(Collected data)
-*-

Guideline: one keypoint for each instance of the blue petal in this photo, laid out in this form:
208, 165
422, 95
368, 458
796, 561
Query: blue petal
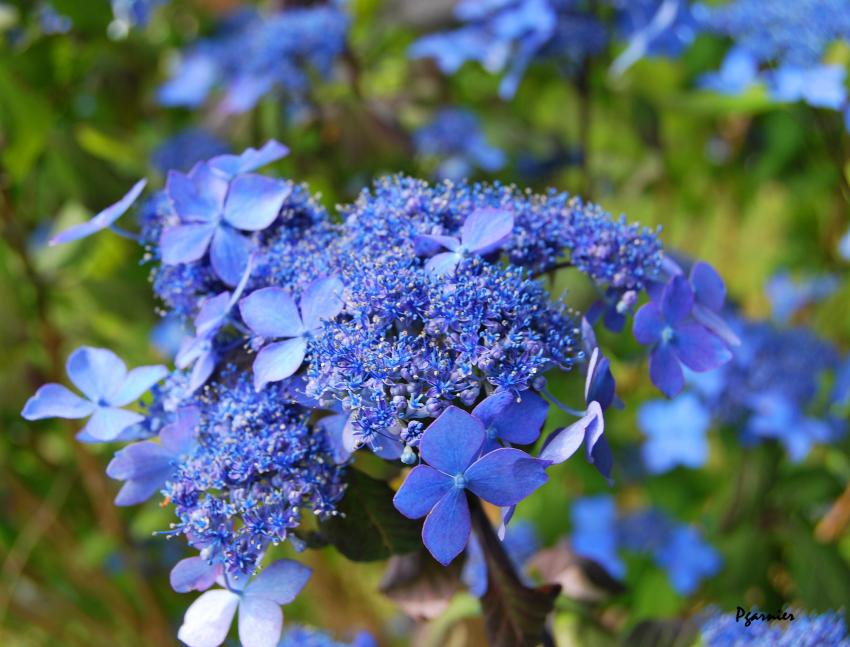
677, 300
278, 361
208, 620
698, 349
254, 201
193, 574
321, 300
648, 324
514, 421
452, 441
271, 313
108, 422
137, 382
185, 243
103, 219
709, 289
97, 372
56, 401
260, 622
442, 264
506, 476
485, 230
279, 582
250, 160
421, 490
665, 371
446, 529
229, 254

-*-

» **TASK DETAILS**
Without including the pictures, reproduce all entries exactly.

» **RESPONSE FOR THIS EXERCISE**
Guideline: one keypoint for each instance of the blue petal in this photo, laid out in this form:
208, 165
422, 95
368, 458
796, 561
Query: blue petal
677, 300
278, 361
208, 620
698, 349
254, 201
193, 574
321, 300
648, 324
514, 421
452, 441
271, 313
108, 422
137, 382
185, 243
103, 219
709, 289
97, 372
56, 401
260, 622
442, 264
506, 476
485, 230
279, 582
250, 160
421, 490
665, 371
446, 529
229, 254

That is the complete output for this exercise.